#### Materials provided
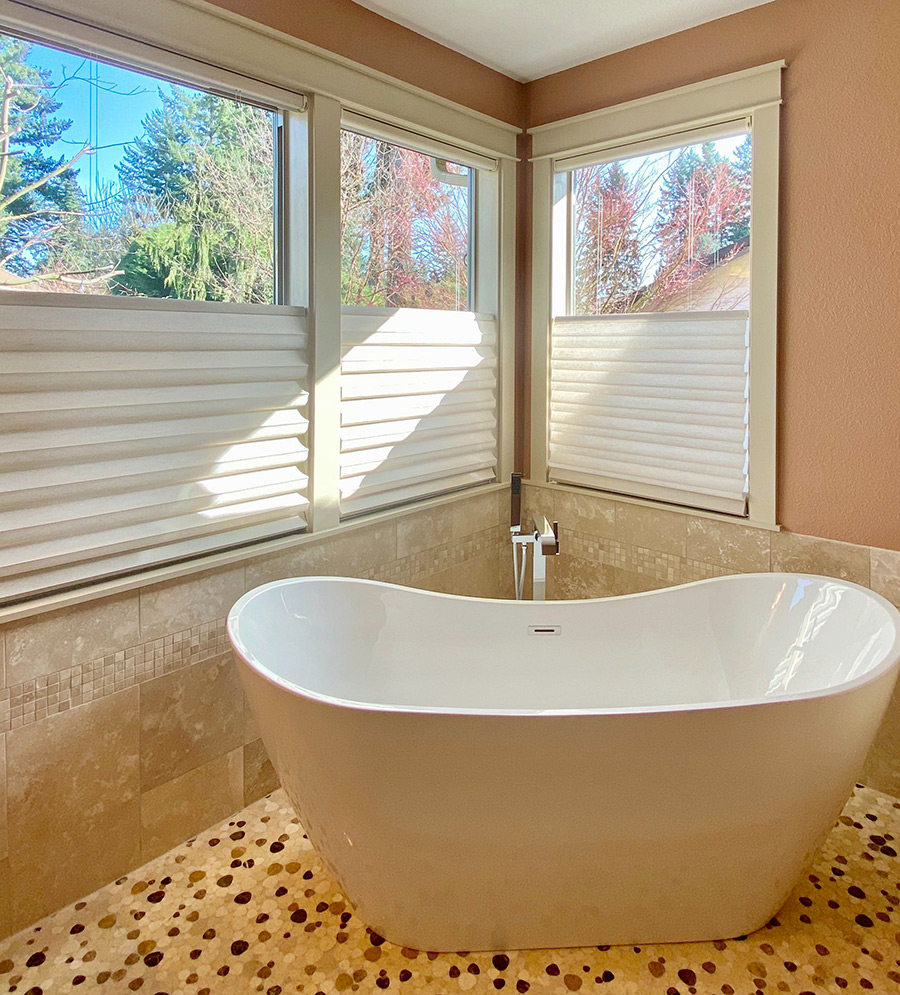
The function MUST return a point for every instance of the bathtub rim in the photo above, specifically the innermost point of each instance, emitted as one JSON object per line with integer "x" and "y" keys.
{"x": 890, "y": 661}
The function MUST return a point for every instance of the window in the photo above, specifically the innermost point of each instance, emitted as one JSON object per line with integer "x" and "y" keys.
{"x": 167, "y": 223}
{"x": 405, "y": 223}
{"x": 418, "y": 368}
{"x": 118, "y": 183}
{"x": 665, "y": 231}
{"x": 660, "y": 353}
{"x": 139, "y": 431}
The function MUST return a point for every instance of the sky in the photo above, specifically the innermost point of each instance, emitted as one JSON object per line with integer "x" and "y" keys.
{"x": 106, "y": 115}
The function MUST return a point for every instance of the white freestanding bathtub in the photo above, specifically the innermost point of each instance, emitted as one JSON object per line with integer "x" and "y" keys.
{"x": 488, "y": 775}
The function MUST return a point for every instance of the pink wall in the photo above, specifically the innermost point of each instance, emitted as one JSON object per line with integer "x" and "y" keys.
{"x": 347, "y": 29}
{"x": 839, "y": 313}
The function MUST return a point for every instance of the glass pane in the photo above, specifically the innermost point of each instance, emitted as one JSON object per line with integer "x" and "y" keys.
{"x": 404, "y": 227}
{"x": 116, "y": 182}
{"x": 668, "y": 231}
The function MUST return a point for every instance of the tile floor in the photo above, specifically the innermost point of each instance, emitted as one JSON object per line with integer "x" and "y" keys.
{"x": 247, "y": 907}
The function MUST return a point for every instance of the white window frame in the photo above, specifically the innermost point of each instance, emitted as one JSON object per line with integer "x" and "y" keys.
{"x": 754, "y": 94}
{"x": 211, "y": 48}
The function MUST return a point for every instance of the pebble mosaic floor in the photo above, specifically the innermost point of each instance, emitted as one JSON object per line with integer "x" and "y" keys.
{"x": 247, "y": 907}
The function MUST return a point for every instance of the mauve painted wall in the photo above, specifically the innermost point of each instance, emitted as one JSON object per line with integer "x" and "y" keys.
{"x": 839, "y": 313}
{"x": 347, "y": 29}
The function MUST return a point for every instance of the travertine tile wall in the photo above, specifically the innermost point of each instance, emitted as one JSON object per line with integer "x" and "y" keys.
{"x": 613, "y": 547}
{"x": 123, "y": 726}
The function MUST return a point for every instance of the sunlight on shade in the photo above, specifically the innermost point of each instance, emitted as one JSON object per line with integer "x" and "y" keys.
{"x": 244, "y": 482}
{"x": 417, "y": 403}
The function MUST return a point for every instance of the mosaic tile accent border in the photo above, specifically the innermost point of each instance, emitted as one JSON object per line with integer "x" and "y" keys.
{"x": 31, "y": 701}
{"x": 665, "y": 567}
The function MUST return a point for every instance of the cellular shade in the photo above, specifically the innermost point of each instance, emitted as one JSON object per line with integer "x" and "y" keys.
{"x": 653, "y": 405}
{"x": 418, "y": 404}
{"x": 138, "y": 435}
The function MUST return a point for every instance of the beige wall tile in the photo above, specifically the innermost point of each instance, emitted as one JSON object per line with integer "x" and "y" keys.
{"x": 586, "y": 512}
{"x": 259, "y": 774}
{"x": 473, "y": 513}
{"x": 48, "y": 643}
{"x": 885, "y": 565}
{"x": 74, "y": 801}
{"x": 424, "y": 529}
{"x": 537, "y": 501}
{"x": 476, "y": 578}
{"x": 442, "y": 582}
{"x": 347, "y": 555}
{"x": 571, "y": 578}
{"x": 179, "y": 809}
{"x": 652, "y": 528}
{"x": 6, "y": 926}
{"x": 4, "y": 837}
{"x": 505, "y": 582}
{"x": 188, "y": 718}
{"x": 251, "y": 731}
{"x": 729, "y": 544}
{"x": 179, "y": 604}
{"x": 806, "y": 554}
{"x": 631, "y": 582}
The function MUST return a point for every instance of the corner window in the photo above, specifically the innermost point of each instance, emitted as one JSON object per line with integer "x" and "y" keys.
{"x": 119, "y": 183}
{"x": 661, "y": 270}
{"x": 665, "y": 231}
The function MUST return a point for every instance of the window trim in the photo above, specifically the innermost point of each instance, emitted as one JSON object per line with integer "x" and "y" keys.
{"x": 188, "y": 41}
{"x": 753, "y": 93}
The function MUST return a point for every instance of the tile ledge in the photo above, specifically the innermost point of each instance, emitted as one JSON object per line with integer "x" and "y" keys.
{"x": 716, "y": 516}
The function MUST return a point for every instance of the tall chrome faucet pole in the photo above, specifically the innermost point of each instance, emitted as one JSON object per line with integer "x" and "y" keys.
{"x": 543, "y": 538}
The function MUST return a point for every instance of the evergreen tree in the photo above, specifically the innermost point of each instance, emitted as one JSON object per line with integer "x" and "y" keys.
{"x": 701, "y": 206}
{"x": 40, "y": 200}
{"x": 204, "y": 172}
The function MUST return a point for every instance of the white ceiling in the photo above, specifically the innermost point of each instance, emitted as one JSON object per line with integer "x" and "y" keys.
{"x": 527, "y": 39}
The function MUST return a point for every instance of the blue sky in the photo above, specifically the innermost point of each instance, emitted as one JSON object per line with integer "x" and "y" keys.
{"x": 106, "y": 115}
########
[Task instructions]:
Each line from the one containing "the white ceiling" to the final line of the entries above must be returned exactly, and no other line may appear.

[Written answer]:
The function MUST return a point for every instance of the white ceiling in the photo above, specifically the innermost point of each instance, emitted as one JSON object per line with integer "x" and "y" keys.
{"x": 527, "y": 39}
The function MUST return a point for every instance of the blue sky in the photo above, specifically the innermost point of each instance, emitted as one JSON object per line with integer "x" and "y" keys.
{"x": 106, "y": 115}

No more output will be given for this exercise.